#### EXTRACT
BEGIN

Mixed-use developments evolve as we learn from successes, failures
New high-rise developments are adding density, pedestrian-friendly streetscapes, and diverse, vibrant, mixed-use neighbourhoods, attracting tenants and generating income for investors. Developers today are a long way from the old models of building subdivisions of single-family homes and selling them as quickly as possible.
However, any major change comes with uncertainty. Developers know that great rewards come with risks, but the risks themselves are learning opportunities. As new mixed-use multi-family housing developments come on stream, developers are getting a better idea of what styles of development work, as well as which don’t work.
Vertical vs. horizontal mixed use
Some of the earlier mixed-use multi-family developments followed what was known as “vertical mixed-use design.” These buildings offered a blend of retail, commercial and residential development, usually placing apartments or condominiums above residential and commercial spaces on the lower floors.
Businesses like restaurants or banks were to benefit from the built-in foot traffic, and the business would increase the net operating income of the building.
But, some developers are finding that building a completely self-contained community within one building is not always feasible. In fact, the retail and commercial portions of some vertical mixed-use developments have underperformed.
This has reduced the achievable rents and, in some cases, created unsightly vacant storefronts that mar the character and detract from the value of the whole building.
By contrast, “horizontal mixed-use development” has performed far better, where the diversity comes in the form of many buildings, and residents walk out from a residential-only building to access jobs and services at nearby commercial and retail spaces.
A growing trend
These scenes are playing out in growth centres of the United States, such as Dallas.
The challenge of empty storefronts was noted at the 2016 Crittenden Multifamily Conference. The lesson learned appears to be that individual buildings can’t always create a fully vibrant community of commercial, retail and residential on their own.
Successful developments are successful as much for their location in relation to other developments and amenities as they are in building those amenities themselves.
In Canada, we see similar integration happening at CF Shops at Don Mills in mid-town Toronto.
None of these issues discredit the merit of building mixed-use communities.
Indeed, some developers encountered the most success by adding multi-family residential buildings to established commercial and retail areas. Residents flock to new buildings that have amenities such as stores, schools and parks already built nearby.
The developer gets the income from the residential tenants without taking on the risk of commercial or retail.
Chicken and the egg problem
On paper, building a single building with a mix of residential, commercial and retail uses looks like it will create a vibrant community that will attract residents and businesses.
However, there is sometimes a chicken and the egg problem. A single multi-residential building, no matter how tall, is unlikely to have the foot traffic on its own to keep its retail spaces in business. These stores need a pool of dozens of residential buildings, many of which may not be built yet.
So, when a multi-use building opens in a new area, business may be slow to start for the new commercial or retail tenants, which can make it a challenge to stay in business.

END

#### WHAT YOU NEED TO DO
1. Answer these about the article on mixed-use developments:
(a) At which conference was the problem of empty storefronts noted?
(b) What Toronto location is given as a Canadian example of similar integration?
(c) Which U.S. city is named as a growth center where these scenes are playing out?
2. Print everything in the mixed-use development article from "Vertical vs. horizontal" down to "the lower floors.".
3. Pick up the article on mixed-use developments where it stops and keep it going.
You won't need the material that comes after the article on mixed-use developments.

#### SUPPLIED RECORDS
BEGIN

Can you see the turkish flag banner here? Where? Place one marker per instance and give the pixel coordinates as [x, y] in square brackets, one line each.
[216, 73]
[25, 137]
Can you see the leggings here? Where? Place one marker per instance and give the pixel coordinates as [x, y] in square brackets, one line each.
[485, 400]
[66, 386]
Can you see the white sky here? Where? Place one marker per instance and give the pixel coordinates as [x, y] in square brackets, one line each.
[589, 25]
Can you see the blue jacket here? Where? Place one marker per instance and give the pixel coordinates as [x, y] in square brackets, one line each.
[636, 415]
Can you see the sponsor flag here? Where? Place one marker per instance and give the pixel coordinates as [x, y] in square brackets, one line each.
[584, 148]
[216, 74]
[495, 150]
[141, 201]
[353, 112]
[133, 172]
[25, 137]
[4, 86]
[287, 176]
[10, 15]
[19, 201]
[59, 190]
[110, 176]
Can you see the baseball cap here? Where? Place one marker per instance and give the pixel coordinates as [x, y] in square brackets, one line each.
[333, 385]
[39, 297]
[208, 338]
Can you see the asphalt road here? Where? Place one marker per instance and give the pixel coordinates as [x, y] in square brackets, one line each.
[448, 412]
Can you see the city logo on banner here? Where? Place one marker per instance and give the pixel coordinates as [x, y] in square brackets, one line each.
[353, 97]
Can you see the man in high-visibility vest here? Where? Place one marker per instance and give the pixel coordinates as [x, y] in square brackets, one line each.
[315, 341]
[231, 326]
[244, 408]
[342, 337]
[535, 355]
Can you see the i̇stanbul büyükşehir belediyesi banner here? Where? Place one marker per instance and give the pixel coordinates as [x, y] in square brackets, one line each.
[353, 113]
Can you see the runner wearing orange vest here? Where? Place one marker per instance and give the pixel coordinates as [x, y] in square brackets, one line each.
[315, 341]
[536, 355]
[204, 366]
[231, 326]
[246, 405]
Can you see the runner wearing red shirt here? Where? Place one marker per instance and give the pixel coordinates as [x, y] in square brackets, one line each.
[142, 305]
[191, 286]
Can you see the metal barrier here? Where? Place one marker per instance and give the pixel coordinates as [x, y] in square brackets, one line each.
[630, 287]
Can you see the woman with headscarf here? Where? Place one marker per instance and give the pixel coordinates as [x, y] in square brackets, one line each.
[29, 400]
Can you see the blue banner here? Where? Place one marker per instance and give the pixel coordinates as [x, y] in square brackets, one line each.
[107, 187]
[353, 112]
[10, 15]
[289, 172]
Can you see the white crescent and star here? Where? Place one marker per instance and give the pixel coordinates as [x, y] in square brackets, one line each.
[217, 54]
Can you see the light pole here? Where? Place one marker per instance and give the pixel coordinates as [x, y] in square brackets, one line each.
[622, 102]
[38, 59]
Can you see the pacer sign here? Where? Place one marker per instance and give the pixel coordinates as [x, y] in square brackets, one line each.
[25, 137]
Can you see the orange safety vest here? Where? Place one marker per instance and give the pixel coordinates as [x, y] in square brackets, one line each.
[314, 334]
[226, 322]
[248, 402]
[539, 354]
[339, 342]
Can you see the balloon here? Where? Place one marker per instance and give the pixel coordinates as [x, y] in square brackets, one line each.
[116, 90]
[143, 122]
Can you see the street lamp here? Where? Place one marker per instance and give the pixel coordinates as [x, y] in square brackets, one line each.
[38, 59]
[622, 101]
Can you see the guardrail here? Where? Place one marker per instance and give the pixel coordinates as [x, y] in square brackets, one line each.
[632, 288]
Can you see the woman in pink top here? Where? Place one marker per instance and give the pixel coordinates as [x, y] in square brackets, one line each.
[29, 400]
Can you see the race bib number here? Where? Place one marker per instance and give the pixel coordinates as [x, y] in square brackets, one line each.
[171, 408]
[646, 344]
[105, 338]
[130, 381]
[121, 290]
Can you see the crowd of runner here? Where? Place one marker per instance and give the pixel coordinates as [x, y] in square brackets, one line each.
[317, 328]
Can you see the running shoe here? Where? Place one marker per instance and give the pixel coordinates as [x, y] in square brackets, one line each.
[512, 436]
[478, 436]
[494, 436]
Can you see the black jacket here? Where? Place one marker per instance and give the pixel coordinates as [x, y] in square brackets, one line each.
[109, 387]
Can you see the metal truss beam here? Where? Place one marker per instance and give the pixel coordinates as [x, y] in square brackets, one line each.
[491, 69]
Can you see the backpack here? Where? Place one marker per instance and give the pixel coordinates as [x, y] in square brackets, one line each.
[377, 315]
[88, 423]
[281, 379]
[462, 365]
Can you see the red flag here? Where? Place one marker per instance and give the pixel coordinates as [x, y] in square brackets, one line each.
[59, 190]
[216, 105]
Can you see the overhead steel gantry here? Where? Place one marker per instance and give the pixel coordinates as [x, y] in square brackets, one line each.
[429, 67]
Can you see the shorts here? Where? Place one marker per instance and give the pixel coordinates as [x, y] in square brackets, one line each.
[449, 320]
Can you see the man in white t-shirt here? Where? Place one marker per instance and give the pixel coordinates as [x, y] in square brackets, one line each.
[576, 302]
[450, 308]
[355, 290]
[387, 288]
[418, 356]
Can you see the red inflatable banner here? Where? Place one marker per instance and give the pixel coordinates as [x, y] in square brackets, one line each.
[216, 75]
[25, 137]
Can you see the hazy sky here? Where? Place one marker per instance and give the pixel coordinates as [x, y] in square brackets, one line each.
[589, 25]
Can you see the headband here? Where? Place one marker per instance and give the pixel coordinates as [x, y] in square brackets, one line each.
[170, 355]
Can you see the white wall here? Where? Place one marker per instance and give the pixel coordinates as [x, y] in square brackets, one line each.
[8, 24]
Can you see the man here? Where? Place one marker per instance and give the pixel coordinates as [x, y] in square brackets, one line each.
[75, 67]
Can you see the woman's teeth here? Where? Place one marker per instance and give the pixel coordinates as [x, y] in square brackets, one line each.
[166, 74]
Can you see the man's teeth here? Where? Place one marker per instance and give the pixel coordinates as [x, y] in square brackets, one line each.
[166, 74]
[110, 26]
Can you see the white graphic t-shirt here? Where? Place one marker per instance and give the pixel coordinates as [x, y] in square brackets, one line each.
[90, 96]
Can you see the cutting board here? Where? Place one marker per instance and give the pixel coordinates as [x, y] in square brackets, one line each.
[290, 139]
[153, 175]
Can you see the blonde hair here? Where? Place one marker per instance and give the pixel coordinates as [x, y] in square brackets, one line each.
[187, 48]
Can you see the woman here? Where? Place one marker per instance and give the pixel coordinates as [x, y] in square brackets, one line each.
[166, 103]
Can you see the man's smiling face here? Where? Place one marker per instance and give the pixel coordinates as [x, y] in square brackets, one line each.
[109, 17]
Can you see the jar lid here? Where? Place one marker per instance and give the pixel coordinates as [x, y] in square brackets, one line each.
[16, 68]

END
BEGIN

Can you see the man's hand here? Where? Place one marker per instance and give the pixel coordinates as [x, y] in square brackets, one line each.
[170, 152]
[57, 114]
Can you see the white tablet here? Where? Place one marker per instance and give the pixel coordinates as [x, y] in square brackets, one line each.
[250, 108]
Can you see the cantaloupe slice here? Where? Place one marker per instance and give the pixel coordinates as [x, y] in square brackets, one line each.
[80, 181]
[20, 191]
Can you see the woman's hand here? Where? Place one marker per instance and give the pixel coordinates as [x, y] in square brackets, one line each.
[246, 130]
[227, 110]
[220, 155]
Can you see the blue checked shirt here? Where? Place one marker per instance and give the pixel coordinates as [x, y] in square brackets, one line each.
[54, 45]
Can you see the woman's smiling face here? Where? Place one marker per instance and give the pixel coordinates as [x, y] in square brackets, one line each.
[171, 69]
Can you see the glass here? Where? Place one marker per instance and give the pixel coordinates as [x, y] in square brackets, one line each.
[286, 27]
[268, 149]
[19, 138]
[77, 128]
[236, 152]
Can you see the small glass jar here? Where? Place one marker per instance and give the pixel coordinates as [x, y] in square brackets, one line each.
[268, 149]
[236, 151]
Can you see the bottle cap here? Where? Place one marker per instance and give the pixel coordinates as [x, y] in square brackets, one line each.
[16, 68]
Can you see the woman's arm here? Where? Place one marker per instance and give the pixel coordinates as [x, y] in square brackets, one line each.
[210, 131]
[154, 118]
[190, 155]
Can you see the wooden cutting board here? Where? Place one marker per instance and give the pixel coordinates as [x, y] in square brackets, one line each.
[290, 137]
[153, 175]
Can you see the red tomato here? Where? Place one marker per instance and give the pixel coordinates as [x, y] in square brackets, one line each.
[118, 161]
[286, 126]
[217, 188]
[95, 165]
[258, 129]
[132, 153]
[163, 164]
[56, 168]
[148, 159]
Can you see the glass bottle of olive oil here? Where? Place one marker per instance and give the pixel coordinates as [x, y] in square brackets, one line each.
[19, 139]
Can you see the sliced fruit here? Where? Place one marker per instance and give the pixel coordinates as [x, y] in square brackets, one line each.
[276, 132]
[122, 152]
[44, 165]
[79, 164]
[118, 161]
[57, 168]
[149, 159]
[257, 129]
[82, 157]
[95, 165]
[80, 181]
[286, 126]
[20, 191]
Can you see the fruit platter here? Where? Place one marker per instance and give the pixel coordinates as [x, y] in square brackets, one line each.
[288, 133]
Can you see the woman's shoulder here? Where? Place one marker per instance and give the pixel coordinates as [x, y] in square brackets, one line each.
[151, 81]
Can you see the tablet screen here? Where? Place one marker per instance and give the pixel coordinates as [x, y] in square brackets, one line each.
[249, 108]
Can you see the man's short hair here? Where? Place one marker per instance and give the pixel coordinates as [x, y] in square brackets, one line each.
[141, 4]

END
BEGIN

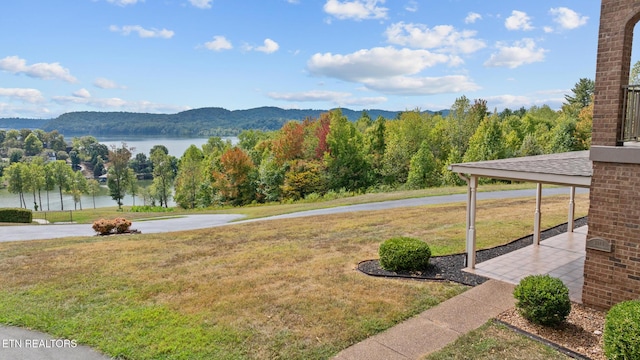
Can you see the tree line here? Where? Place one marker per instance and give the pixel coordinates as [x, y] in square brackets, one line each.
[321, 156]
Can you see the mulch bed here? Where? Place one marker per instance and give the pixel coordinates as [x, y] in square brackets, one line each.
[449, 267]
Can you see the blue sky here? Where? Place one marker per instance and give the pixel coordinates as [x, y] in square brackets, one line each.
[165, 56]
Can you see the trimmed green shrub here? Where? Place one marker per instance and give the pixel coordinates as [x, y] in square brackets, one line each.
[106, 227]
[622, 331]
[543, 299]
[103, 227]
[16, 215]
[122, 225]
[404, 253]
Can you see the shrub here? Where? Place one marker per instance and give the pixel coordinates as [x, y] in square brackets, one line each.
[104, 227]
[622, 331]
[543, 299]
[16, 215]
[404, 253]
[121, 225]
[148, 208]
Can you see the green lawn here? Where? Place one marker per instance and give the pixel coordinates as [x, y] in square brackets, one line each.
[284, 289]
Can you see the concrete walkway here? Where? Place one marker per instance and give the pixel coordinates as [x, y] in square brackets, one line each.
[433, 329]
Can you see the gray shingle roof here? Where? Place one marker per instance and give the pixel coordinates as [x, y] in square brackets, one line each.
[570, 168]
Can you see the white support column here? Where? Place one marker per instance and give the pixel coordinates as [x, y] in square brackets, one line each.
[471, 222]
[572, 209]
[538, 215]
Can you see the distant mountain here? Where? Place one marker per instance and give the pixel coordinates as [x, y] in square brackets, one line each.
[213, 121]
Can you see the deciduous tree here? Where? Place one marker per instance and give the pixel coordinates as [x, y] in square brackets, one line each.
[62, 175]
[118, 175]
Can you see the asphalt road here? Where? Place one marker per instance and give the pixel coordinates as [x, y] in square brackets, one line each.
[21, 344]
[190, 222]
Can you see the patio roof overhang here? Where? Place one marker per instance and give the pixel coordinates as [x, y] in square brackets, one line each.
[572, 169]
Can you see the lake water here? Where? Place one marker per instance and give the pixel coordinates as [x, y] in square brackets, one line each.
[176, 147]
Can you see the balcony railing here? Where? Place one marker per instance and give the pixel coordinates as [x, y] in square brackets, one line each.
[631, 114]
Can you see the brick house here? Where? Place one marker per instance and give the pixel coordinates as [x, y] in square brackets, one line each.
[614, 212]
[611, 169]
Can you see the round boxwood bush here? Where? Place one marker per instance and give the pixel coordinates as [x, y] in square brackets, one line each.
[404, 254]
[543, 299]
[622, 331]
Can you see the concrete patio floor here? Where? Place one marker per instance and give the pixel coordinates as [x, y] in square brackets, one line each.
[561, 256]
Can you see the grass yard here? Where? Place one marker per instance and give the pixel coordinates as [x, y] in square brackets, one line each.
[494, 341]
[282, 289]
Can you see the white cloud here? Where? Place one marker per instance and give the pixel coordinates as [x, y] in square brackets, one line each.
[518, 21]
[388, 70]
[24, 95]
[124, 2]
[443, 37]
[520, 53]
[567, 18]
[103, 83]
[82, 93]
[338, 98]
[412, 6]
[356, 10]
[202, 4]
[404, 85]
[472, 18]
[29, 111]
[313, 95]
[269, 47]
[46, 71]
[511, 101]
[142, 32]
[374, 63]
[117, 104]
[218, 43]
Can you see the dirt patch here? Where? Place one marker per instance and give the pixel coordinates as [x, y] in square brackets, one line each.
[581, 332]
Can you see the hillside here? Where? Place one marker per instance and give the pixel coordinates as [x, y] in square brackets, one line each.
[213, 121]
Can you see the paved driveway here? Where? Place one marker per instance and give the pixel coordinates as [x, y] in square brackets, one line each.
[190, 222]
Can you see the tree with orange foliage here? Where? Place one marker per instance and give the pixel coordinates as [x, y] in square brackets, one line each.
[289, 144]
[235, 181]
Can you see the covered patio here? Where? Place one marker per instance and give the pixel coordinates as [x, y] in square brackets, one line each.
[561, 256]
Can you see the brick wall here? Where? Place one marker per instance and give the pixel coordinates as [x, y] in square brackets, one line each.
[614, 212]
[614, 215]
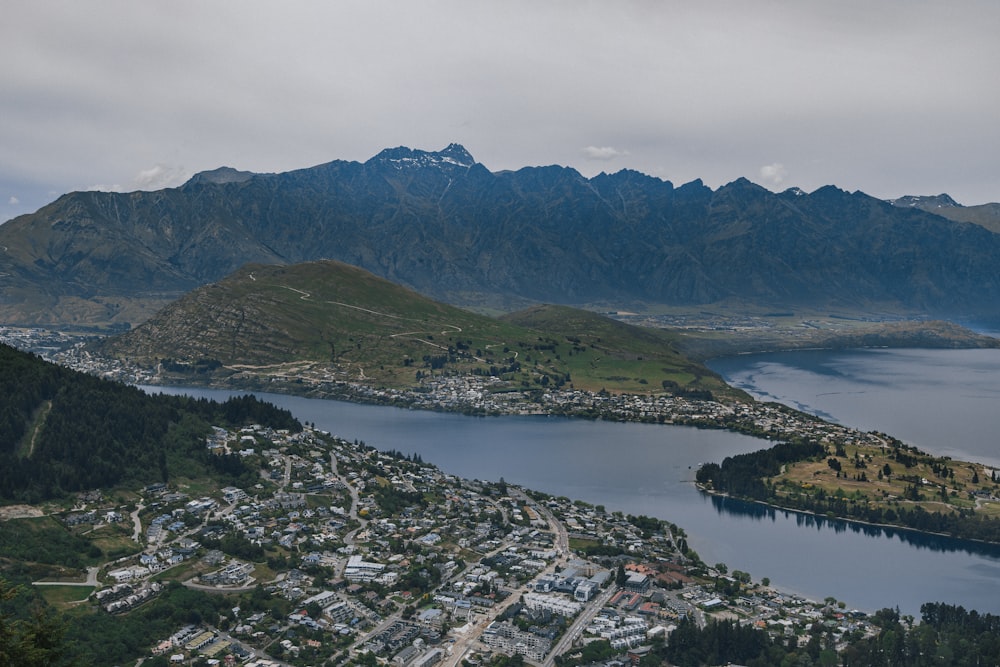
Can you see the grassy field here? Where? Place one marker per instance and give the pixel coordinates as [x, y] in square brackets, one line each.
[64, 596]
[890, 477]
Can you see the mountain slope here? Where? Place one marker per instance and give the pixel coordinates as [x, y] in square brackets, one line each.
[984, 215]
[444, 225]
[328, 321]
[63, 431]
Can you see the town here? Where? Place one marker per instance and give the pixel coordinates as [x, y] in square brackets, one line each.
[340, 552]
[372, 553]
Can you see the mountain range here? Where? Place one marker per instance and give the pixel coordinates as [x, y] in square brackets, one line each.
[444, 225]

END

#### OUTPUTS IN ORDER
1.
(a) The 2016 Crittenden Multifamily Conference
(b) CF Shops at Don Mills
(c) Dallas

2.
Vertical vs. horizontal mixed use
Some of the earlier mixed-use multi-family developments followed what was known as “vertical mixed-use design.” These buildings offered a blend of retail, commercial and residential development, usually placing apartments or condominiums above residential and commercial spaces on the lower floors.

3.
It is a challenge to plan and create a community that builds organically. We need a diversity of land uses in our cities in order to build a vibrant community, but that often requires a diversity of construction and construction timing.
Sometimes, multiple multi-family residential buildings have to be built and given a chance to lease-up before an area hits a critical mass that can support more commercial and retail. This requires careful planning not only of the developments, but also the timing of their construction.
An example of such construction is the Lakeside community near Dallas-Fort Worth airport. This master-planned community features a mix of multi-family apartments and single-family homes along with commercial spaces overlooking a nearby lake.
The development features a 26-acre retail centre, a town-square park, an amphitheatre, and a 3.5-mile trail network. But, not all of this was built at once. A major movie theatre and eatery opened in July 2015, and developers just announced construction of a 12-storey hotel.
Just because a community is master planned doesn’t mean that everything is ready on a single date.
Condo development at CF Shops at Don Mills has followed this trajectory, with the residential component of the master-planned community being delivered in multiple phases after the retail redevelopment and expansion.
The need to plan ahead
The varying landscape of multi-family residential development in mixed-use areas is another reason why it is necessary for developers to conduct an in-depth feasibility study prior to the build.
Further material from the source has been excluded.